== Provided entries ==

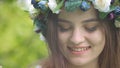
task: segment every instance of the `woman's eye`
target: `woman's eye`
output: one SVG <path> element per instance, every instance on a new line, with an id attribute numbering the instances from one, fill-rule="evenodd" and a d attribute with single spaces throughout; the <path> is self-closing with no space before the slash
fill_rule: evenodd
<path id="1" fill-rule="evenodd" d="M 59 30 L 61 31 L 61 32 L 67 32 L 67 31 L 69 31 L 71 28 L 69 27 L 69 28 L 63 28 L 63 27 L 59 27 Z"/>
<path id="2" fill-rule="evenodd" d="M 85 29 L 88 31 L 88 32 L 94 32 L 95 30 L 97 30 L 98 26 L 93 26 L 93 27 L 85 27 Z"/>

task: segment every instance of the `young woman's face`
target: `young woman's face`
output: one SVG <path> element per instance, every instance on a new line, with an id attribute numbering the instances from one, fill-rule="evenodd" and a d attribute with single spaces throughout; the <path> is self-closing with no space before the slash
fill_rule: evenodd
<path id="1" fill-rule="evenodd" d="M 105 35 L 94 9 L 61 11 L 58 17 L 61 51 L 72 66 L 92 66 L 104 49 Z M 92 68 L 92 67 L 90 67 Z"/>

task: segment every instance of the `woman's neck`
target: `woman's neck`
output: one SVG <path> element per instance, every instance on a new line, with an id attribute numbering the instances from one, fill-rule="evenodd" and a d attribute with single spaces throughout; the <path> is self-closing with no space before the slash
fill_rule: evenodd
<path id="1" fill-rule="evenodd" d="M 99 68 L 99 64 L 97 60 L 81 66 L 75 66 L 75 65 L 69 64 L 68 68 Z"/>

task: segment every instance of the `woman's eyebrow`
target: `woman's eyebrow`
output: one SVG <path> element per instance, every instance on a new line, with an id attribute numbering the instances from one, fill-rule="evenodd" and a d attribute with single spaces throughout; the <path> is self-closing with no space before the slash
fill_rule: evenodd
<path id="1" fill-rule="evenodd" d="M 68 20 L 65 20 L 65 19 L 61 19 L 61 18 L 58 18 L 58 22 L 64 22 L 64 23 L 72 23 Z"/>
<path id="2" fill-rule="evenodd" d="M 92 21 L 99 21 L 99 19 L 97 18 L 90 18 L 90 19 L 86 19 L 84 21 L 82 21 L 83 23 L 89 23 L 89 22 L 92 22 Z"/>

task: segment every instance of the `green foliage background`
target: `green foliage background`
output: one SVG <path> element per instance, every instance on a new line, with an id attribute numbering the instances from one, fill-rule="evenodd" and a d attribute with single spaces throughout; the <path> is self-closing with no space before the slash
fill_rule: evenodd
<path id="1" fill-rule="evenodd" d="M 0 0 L 0 65 L 27 68 L 46 56 L 46 45 L 34 33 L 29 15 L 15 0 Z"/>

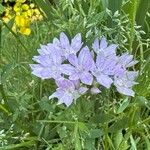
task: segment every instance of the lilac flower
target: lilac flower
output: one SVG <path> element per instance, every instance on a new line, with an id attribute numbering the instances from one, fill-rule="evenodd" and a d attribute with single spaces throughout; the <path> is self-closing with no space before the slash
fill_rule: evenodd
<path id="1" fill-rule="evenodd" d="M 116 65 L 116 57 L 106 58 L 103 53 L 97 55 L 95 67 L 92 74 L 96 77 L 97 82 L 106 88 L 110 88 L 113 80 L 111 75 L 114 75 Z"/>
<path id="2" fill-rule="evenodd" d="M 76 55 L 70 55 L 68 60 L 71 65 L 62 65 L 62 72 L 69 75 L 70 80 L 80 79 L 82 83 L 91 85 L 93 76 L 89 71 L 93 67 L 93 58 L 88 47 L 82 48 L 78 58 Z"/>
<path id="3" fill-rule="evenodd" d="M 100 91 L 99 88 L 97 88 L 96 86 L 94 86 L 94 87 L 92 87 L 92 88 L 90 89 L 90 92 L 91 92 L 91 94 L 98 94 L 98 93 L 100 93 L 101 91 Z"/>
<path id="4" fill-rule="evenodd" d="M 132 86 L 137 84 L 134 82 L 137 77 L 138 72 L 135 71 L 126 71 L 126 74 L 122 77 L 114 78 L 114 85 L 117 88 L 117 91 L 121 94 L 127 96 L 134 96 L 134 91 L 132 90 Z"/>
<path id="5" fill-rule="evenodd" d="M 105 56 L 116 55 L 117 45 L 111 44 L 108 46 L 106 38 L 102 38 L 101 40 L 96 38 L 92 47 L 96 54 L 103 52 Z"/>
<path id="6" fill-rule="evenodd" d="M 71 103 L 80 97 L 80 94 L 84 94 L 87 88 L 80 87 L 79 90 L 75 89 L 75 85 L 68 79 L 59 79 L 56 81 L 58 88 L 49 99 L 54 97 L 58 98 L 58 104 L 64 103 L 66 106 L 70 106 Z M 82 92 L 80 92 L 82 90 Z"/>
<path id="7" fill-rule="evenodd" d="M 67 59 L 70 54 L 76 54 L 82 47 L 81 34 L 78 33 L 71 40 L 71 43 L 65 33 L 60 34 L 60 45 L 63 51 L 63 56 Z"/>
<path id="8" fill-rule="evenodd" d="M 30 65 L 32 74 L 42 79 L 53 78 L 58 86 L 49 99 L 56 97 L 58 104 L 70 106 L 87 91 L 100 93 L 98 84 L 110 88 L 112 83 L 119 93 L 134 96 L 132 87 L 137 84 L 134 80 L 138 72 L 128 71 L 137 63 L 133 56 L 127 53 L 117 56 L 117 45 L 108 45 L 106 38 L 95 39 L 93 54 L 82 44 L 80 33 L 69 41 L 62 32 L 59 39 L 41 45 L 39 56 L 33 57 L 37 64 Z"/>

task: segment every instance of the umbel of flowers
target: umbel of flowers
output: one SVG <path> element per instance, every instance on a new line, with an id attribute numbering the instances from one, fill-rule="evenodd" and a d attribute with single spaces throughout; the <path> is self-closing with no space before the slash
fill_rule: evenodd
<path id="1" fill-rule="evenodd" d="M 70 41 L 62 32 L 59 39 L 41 45 L 39 55 L 33 57 L 38 64 L 30 66 L 37 77 L 55 80 L 57 89 L 49 99 L 58 98 L 58 104 L 69 106 L 86 92 L 98 94 L 101 87 L 109 89 L 111 85 L 121 94 L 134 96 L 132 86 L 138 72 L 128 68 L 137 61 L 128 53 L 116 55 L 116 49 L 116 44 L 108 45 L 103 37 L 96 38 L 90 50 L 80 33 Z"/>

===

Lay out every line of the material above as a numbered list, leaving out the blank lines and the pictures.

**Solution to the exercise**
1. task: segment every instance of the `woman's eye`
2. target: `woman's eye`
3. output: one SVG <path> element per instance, every instance on a new line, with an id attribute numbering the instances from one, fill-rule="evenodd" and a d attribute with single spaces throughout; the <path> is self-closing with no space before the slash
4. fill_rule: evenodd
5. <path id="1" fill-rule="evenodd" d="M 59 30 L 61 31 L 61 32 L 67 32 L 67 31 L 69 31 L 71 28 L 69 27 L 69 28 L 63 28 L 63 27 L 59 27 Z"/>
6. <path id="2" fill-rule="evenodd" d="M 85 29 L 88 31 L 88 32 L 94 32 L 95 30 L 97 30 L 98 26 L 93 26 L 93 27 L 85 27 Z"/>
7. task: segment every instance of the `young woman's face`
8. target: `young woman's face`
9. output: one SVG <path> element per instance, every instance on a new line, with an id attribute numbering the instances from one, fill-rule="evenodd" and a d attribute with single spaces throughout; the <path> is self-closing with no space before the slash
10. fill_rule: evenodd
11. <path id="1" fill-rule="evenodd" d="M 105 35 L 94 9 L 61 11 L 58 17 L 61 51 L 72 66 L 92 66 L 104 49 Z M 92 68 L 92 67 L 90 67 Z"/>
12. task: segment every instance of the `woman's neck`
13. target: `woman's neck`
14. output: one SVG <path> element per instance, every instance on a new line, with an id attribute numbering the instances from one, fill-rule="evenodd" and a d attribute with single spaces throughout; the <path> is self-closing with no space before the slash
15. fill_rule: evenodd
16. <path id="1" fill-rule="evenodd" d="M 99 68 L 99 64 L 97 60 L 81 66 L 75 66 L 75 65 L 69 64 L 68 68 Z"/>
17. task: segment every instance of the `woman's eyebrow`
18. target: `woman's eyebrow`
19. output: one SVG <path> element per instance, every instance on a new line, with an id attribute numbering the instances from one, fill-rule="evenodd" and a d attribute with single spaces throughout; the <path> is self-closing with no space before the slash
20. fill_rule: evenodd
21. <path id="1" fill-rule="evenodd" d="M 68 20 L 65 20 L 65 19 L 61 19 L 61 18 L 58 18 L 58 22 L 64 22 L 64 23 L 72 23 Z"/>
22. <path id="2" fill-rule="evenodd" d="M 92 21 L 99 21 L 99 19 L 97 18 L 90 18 L 90 19 L 86 19 L 84 21 L 82 21 L 83 23 L 89 23 L 89 22 L 92 22 Z"/>
23. task: segment every instance of the `green foliage background`
24. target: `green foliage background`
25. output: one SVG <path> element per instance, every instance on a new line, with an id attribute numbering the instances from one, fill-rule="evenodd" and a d attribute with single spaces throughout; the <path> is self-closing with no space before the slash
26. fill_rule: evenodd
27. <path id="1" fill-rule="evenodd" d="M 0 0 L 0 65 L 27 68 L 46 56 L 46 45 L 34 33 L 29 15 L 15 0 Z"/>
28. task: segment every instance of the lilac flower
29. target: lilac flower
30. output: one SVG <path> element per instance, every instance on a new line, with an id attribute numbering the instances from one, fill-rule="evenodd" and a d attribute with single spaces throughout; the <path> is self-closing with no space before the slash
31. fill_rule: evenodd
32. <path id="1" fill-rule="evenodd" d="M 116 65 L 116 57 L 106 58 L 103 53 L 97 55 L 95 67 L 92 74 L 96 77 L 97 82 L 106 88 L 110 88 L 113 80 L 111 75 L 114 75 Z"/>
33. <path id="2" fill-rule="evenodd" d="M 76 55 L 70 55 L 68 60 L 71 65 L 62 65 L 62 72 L 69 75 L 70 80 L 80 79 L 82 83 L 91 85 L 93 76 L 89 71 L 93 67 L 93 58 L 88 47 L 82 48 L 78 58 Z"/>
34. <path id="3" fill-rule="evenodd" d="M 100 91 L 99 88 L 97 88 L 96 86 L 94 86 L 94 87 L 92 87 L 92 88 L 90 89 L 90 92 L 91 92 L 91 94 L 98 94 L 98 93 L 100 93 L 101 91 Z"/>
35. <path id="4" fill-rule="evenodd" d="M 132 86 L 137 84 L 134 82 L 137 77 L 138 72 L 135 71 L 126 71 L 126 74 L 122 77 L 114 78 L 114 85 L 117 88 L 117 91 L 121 94 L 127 96 L 134 96 L 134 91 L 132 90 Z"/>
36. <path id="5" fill-rule="evenodd" d="M 105 56 L 116 55 L 117 45 L 111 44 L 108 46 L 106 38 L 102 38 L 101 40 L 96 38 L 92 47 L 96 54 L 103 52 Z"/>
37. <path id="6" fill-rule="evenodd" d="M 71 103 L 80 97 L 80 94 L 84 94 L 87 88 L 80 87 L 79 90 L 75 89 L 75 85 L 68 79 L 59 79 L 56 81 L 58 88 L 49 99 L 54 97 L 58 98 L 58 104 L 64 103 L 66 106 L 70 106 Z M 82 92 L 80 92 L 82 90 Z"/>
38. <path id="7" fill-rule="evenodd" d="M 67 59 L 70 54 L 76 54 L 82 47 L 81 34 L 78 33 L 71 40 L 71 43 L 65 33 L 60 34 L 60 45 L 63 51 L 63 56 Z"/>
39. <path id="8" fill-rule="evenodd" d="M 30 65 L 32 74 L 42 79 L 53 78 L 58 86 L 49 99 L 56 97 L 58 104 L 70 106 L 87 91 L 100 93 L 98 84 L 110 88 L 112 83 L 119 93 L 134 96 L 132 87 L 137 84 L 134 80 L 138 72 L 128 71 L 137 63 L 133 56 L 127 53 L 117 56 L 117 45 L 108 45 L 106 38 L 95 39 L 93 54 L 82 44 L 80 33 L 69 41 L 62 32 L 59 39 L 41 45 L 39 56 L 33 57 L 37 64 Z"/>
40. task: segment every instance of the umbel of flowers
41. target: umbel of flowers
42. output: one SVG <path> element per instance, every instance on a new line, with an id attribute numbering the instances from one, fill-rule="evenodd" and a d attribute with single spaces throughout; the <path> is self-closing with no space before the slash
43. fill_rule: evenodd
44. <path id="1" fill-rule="evenodd" d="M 70 41 L 62 32 L 59 39 L 41 45 L 39 55 L 33 57 L 38 64 L 30 66 L 37 77 L 55 80 L 57 89 L 49 99 L 58 98 L 58 104 L 69 106 L 86 92 L 98 94 L 101 87 L 109 89 L 111 85 L 121 94 L 134 96 L 132 86 L 138 72 L 128 68 L 137 61 L 128 53 L 116 55 L 116 49 L 116 44 L 108 45 L 103 37 L 96 38 L 90 50 L 80 33 Z"/>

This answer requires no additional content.